- **Aim of the exercise**: Reproduce the data below without any changes, from its first line up to and including the line with "x=427, y=355". Leave the pictures out of your answer.

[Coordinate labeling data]
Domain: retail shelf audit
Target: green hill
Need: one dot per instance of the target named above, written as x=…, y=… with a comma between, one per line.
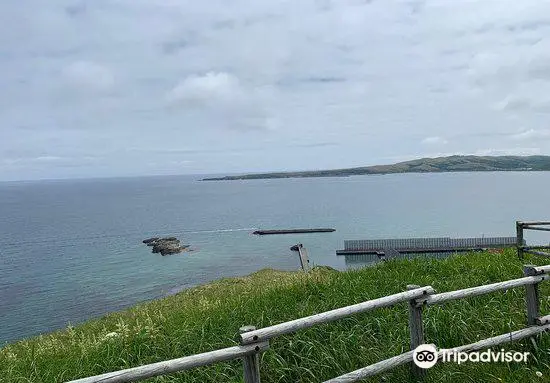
x=208, y=317
x=422, y=165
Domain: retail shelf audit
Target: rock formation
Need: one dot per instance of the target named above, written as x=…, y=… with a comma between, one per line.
x=166, y=245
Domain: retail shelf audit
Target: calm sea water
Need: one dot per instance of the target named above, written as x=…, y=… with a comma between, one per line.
x=71, y=250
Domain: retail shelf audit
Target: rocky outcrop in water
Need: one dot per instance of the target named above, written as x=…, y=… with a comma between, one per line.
x=166, y=245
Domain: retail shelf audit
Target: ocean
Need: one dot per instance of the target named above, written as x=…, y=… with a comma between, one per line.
x=71, y=250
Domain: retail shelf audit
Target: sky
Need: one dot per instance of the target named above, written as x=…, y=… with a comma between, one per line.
x=106, y=88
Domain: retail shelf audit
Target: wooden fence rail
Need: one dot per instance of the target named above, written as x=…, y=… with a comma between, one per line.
x=520, y=241
x=255, y=341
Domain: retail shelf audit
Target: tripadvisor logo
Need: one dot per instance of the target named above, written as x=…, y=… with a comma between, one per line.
x=427, y=355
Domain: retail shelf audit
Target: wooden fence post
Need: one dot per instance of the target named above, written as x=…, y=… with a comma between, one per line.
x=519, y=238
x=531, y=297
x=251, y=363
x=416, y=330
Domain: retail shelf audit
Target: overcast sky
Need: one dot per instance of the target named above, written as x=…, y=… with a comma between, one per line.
x=138, y=87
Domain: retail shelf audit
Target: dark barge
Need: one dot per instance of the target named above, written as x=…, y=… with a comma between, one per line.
x=293, y=231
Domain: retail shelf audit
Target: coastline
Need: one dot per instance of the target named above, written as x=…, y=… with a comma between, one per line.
x=208, y=317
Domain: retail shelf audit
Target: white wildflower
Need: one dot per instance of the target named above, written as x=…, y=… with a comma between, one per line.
x=111, y=335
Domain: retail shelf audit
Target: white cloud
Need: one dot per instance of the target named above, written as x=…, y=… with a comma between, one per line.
x=99, y=78
x=87, y=75
x=508, y=152
x=219, y=99
x=531, y=135
x=434, y=140
x=209, y=88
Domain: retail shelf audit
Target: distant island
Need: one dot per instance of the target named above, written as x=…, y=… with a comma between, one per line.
x=422, y=165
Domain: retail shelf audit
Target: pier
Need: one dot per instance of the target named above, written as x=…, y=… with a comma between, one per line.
x=424, y=245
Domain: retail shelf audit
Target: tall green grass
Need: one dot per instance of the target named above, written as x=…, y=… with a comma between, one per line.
x=209, y=317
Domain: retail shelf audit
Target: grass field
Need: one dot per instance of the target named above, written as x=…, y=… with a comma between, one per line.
x=208, y=317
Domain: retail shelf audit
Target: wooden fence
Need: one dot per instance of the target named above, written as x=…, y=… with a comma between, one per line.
x=255, y=341
x=520, y=241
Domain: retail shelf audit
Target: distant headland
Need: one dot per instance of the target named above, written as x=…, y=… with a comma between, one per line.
x=422, y=165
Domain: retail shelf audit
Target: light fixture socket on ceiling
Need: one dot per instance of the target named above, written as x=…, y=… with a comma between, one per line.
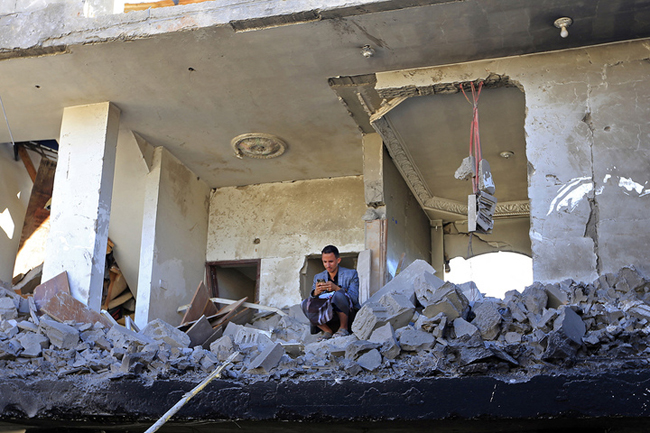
x=562, y=24
x=367, y=51
x=258, y=146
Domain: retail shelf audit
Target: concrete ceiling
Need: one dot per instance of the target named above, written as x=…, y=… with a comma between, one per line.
x=193, y=91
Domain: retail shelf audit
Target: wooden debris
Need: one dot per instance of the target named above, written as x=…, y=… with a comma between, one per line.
x=62, y=306
x=48, y=289
x=200, y=305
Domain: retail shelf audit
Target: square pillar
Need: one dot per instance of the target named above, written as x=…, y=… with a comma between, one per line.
x=81, y=199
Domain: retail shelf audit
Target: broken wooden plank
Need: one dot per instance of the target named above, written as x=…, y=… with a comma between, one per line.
x=245, y=304
x=200, y=305
x=199, y=332
x=62, y=306
x=51, y=287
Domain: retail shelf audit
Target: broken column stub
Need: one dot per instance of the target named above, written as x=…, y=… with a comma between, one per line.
x=160, y=330
x=403, y=282
x=488, y=319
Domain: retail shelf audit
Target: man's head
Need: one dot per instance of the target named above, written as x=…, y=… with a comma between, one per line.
x=331, y=258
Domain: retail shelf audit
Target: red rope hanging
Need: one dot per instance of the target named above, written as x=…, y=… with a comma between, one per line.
x=474, y=138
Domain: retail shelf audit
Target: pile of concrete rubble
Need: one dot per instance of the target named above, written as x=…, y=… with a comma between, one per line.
x=417, y=325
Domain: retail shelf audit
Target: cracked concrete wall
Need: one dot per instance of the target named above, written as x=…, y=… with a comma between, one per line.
x=409, y=229
x=588, y=149
x=282, y=223
x=174, y=232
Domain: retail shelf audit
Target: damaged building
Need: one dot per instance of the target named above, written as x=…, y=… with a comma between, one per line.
x=147, y=149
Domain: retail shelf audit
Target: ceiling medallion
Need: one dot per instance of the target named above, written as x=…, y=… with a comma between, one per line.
x=258, y=146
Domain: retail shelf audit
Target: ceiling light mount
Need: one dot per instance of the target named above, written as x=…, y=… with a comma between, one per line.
x=367, y=51
x=562, y=24
x=258, y=146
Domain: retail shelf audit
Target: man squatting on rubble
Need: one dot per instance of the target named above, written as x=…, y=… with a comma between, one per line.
x=335, y=290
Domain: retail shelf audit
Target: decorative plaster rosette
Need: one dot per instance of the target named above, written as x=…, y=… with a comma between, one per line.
x=258, y=146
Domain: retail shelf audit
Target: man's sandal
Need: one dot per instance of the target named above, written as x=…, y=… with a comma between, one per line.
x=325, y=336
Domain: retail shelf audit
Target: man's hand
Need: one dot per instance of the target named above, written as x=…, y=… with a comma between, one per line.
x=326, y=287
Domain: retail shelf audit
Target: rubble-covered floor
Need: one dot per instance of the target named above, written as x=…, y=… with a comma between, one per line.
x=567, y=356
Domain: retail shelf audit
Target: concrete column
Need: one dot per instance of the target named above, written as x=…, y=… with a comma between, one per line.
x=81, y=200
x=437, y=248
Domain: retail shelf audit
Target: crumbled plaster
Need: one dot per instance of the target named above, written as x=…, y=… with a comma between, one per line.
x=586, y=119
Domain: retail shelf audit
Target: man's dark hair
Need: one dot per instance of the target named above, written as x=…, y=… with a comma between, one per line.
x=331, y=249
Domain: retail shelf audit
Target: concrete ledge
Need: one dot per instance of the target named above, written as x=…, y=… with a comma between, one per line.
x=578, y=399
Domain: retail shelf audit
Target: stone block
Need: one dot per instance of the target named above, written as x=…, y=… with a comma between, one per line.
x=558, y=294
x=357, y=348
x=122, y=337
x=268, y=359
x=425, y=286
x=33, y=344
x=162, y=331
x=487, y=319
x=8, y=309
x=370, y=360
x=463, y=328
x=385, y=336
x=403, y=282
x=413, y=340
x=61, y=335
x=570, y=324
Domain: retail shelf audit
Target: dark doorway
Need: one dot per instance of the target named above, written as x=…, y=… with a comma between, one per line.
x=234, y=279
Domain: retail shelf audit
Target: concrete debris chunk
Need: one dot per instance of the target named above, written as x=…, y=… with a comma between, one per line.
x=370, y=360
x=160, y=330
x=8, y=309
x=535, y=299
x=385, y=336
x=268, y=359
x=488, y=319
x=61, y=335
x=570, y=324
x=462, y=328
x=413, y=340
x=403, y=282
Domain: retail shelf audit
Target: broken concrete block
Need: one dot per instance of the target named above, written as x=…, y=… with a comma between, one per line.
x=356, y=348
x=558, y=294
x=403, y=282
x=413, y=340
x=385, y=336
x=8, y=309
x=122, y=337
x=370, y=360
x=61, y=335
x=570, y=324
x=535, y=299
x=467, y=169
x=160, y=330
x=268, y=359
x=425, y=286
x=463, y=328
x=487, y=320
x=33, y=344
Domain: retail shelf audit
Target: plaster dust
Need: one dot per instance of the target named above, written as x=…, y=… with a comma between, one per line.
x=587, y=112
x=291, y=220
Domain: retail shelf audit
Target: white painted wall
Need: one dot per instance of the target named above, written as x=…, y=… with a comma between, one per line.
x=409, y=230
x=127, y=209
x=588, y=145
x=15, y=189
x=174, y=233
x=291, y=220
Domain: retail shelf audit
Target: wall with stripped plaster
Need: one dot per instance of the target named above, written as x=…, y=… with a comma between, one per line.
x=588, y=147
x=282, y=223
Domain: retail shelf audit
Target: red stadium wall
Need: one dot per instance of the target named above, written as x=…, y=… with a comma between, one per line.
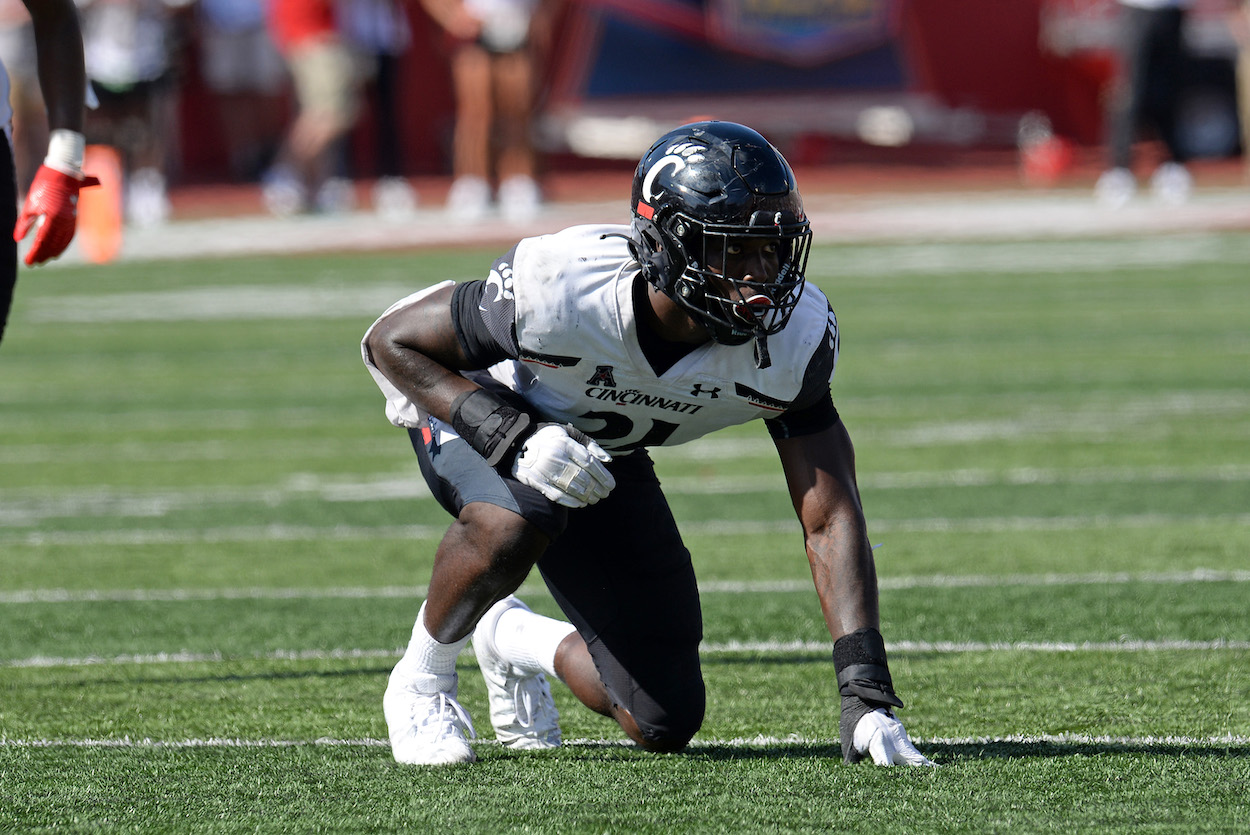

- **Written solution**:
Domain: retail shelf audit
Target: green hill
Need: one dot per instance of the target named above, written as x=…, y=… with a comma between, one per line.
x=208, y=317
x=422, y=165
Domain: retail shelf audit
Target: rock formation
Need: one dot per instance of the target named above, written as x=…, y=… with a comma between, one per line.
x=166, y=245
Domain: retail shelf audit
Target: calm sea water
Need: one dot per instance of the target named above, written as x=…, y=… with a comma between, one per line.
x=71, y=250
Domain: retail shelf audit
Target: rocky outcrop in water
Need: one dot per instance of the target named above, written as x=…, y=… with a comma between, one per line.
x=166, y=245
Domain: retail shelf audit
Target: ocean
Need: one dot per instance of the target named above, written as x=…, y=… with a comma between, one per line.
x=71, y=250
Domain: retail shelf audit
Target: sky
Need: one dot per instance of the target named above, written as x=…, y=… with a comma between, one per line.
x=106, y=88
Domain: retail shelf audit
Target: wooden fence rail
Need: one dot per instance of the target named above, written as x=…, y=… with a comma between, one per line.
x=520, y=241
x=255, y=341
Domain: retail shelf audit
Target: tripadvisor logo
Need: one dot per instance of the target named above, written as x=…, y=… with a comma between, one per line.
x=427, y=355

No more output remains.